§ **READING PASSAGE**
** Start **

I've always looked with abject horror at condensed soup-based dishes topped with canned (!) onions. But I love a cooking challenge so I decided to make a green bean casserole that I would actually enjoy.

ingredients

1 tablespoon canola oil
2 tablespoons black sesame oil
2 cloves garlic, minced
1 shallot, minced
1 thumb ginger, minced
8 ounces sliced mushrooms
3/4 cup stock (chicken, vegetable or shrimp)
2 tablespoons rice wine
1 pound green beans, blanched
1 tablespoon cornstarch
panko

timer

prep: 45 minutes
total: 1 hour

tools

large saucepan
whisk
8-cup casserole dish

instructions

1. Heat the oils in a large saucepan. Saute the garlic, shallot and ginger until just fragrant. Add the mushrooms and saute until soft.

2. Meanwhile, whisk together the cornstarch, broth and rice wine. Pour over the mushrooms and bring to a boil. Allow it to reduce by half, about 20 minutes.

3. Remove from heat and add the beans. Stir to evenly distribute the beans and mushrooms then pour into a 8 cup casserole dish. Sprinkle with panko.

4. Bake for about 10 minutes at 350 or until it is bubbly and golden. Allow to sit for 5 minutes before serving.

** End **

§ **GIVEN INFORMATION**
** Start **

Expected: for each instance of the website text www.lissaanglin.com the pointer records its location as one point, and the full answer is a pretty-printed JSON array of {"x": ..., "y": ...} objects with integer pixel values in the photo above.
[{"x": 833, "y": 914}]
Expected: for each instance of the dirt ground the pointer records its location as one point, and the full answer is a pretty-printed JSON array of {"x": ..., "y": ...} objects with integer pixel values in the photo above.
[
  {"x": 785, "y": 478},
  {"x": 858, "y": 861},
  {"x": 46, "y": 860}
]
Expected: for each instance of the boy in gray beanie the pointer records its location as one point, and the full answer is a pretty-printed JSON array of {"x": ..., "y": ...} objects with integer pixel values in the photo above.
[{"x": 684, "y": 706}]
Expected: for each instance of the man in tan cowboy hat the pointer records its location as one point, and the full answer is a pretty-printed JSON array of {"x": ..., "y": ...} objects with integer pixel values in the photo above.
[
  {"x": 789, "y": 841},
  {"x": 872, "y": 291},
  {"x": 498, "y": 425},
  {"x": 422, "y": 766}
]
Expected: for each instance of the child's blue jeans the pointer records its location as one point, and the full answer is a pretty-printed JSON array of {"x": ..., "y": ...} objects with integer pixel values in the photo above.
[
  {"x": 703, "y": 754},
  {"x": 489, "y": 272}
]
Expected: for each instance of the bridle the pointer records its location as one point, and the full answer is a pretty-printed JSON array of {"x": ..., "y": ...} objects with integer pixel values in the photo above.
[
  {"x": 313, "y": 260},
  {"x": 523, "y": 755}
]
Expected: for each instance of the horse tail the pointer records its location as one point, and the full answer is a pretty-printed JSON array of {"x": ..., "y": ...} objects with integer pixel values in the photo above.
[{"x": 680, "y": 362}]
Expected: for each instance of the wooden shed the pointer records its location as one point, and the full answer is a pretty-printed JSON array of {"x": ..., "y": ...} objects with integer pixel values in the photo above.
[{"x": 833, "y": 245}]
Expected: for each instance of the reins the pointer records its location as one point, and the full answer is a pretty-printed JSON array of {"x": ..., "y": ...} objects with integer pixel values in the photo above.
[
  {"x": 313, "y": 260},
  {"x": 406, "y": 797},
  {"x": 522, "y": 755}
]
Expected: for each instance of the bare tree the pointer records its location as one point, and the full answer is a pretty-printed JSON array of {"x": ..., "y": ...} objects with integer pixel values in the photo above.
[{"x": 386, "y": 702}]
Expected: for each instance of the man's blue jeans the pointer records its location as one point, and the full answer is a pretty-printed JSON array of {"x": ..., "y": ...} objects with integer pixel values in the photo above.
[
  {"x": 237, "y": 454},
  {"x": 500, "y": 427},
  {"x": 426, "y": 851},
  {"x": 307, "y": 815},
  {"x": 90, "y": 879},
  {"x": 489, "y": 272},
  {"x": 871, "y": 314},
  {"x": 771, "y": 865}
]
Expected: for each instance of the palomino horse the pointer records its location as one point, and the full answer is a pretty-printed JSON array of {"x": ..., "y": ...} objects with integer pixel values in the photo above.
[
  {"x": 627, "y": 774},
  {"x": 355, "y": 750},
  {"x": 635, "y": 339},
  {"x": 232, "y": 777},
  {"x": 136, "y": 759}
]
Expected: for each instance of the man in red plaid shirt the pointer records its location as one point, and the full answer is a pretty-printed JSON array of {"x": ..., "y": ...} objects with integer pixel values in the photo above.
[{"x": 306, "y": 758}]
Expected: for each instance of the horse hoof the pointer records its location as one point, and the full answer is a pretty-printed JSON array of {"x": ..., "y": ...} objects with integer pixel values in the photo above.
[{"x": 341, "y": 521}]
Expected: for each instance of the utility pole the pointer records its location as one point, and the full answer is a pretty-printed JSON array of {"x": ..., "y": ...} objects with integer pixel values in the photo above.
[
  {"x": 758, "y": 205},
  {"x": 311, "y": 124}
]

** End **

§ **REQUIRED TASK A**
Reproduce the passage of the green bean casserole recipe above word for word, starting at "instructions" and ending at "minutes before serving.".
§ **REQUIRED TASK B**
In the green bean casserole recipe above, rewrite the paragraph beginning "Meanwhile, whisk together" more concisely, keeping its main facts.
§ **REQUIRED TASK C**
According to the green bean casserole recipe above, what size casserole dish is needed?

§ **WRITTEN REPLY A**
instructions

1. Heat the oils in a large saucepan. Saute the garlic, shallot and ginger until just fragrant. Add the mushrooms and saute until soft.

2. Meanwhile, whisk together the cornstarch, broth and rice wine. Pour over the mushrooms and bring to a boil. Allow it to reduce by half, about 20 minutes.

3. Remove from heat and add the beans. Stir to evenly distribute the beans and mushrooms then pour into a 8 cup casserole dish. Sprinkle with panko.

4. Bake for about 10 minutes at 350 or until it is bubbly and golden. Allow to sit for 5 minutes before serving.

§ **WRITTEN REPLY B**
Whisk the cornstarch, broth and rice wine together, pour the mixture over the mushrooms, bring it to a boil, and let it reduce by half, about 20 minutes.

§ **WRITTEN REPLY C**
An 8-cup casserole dish.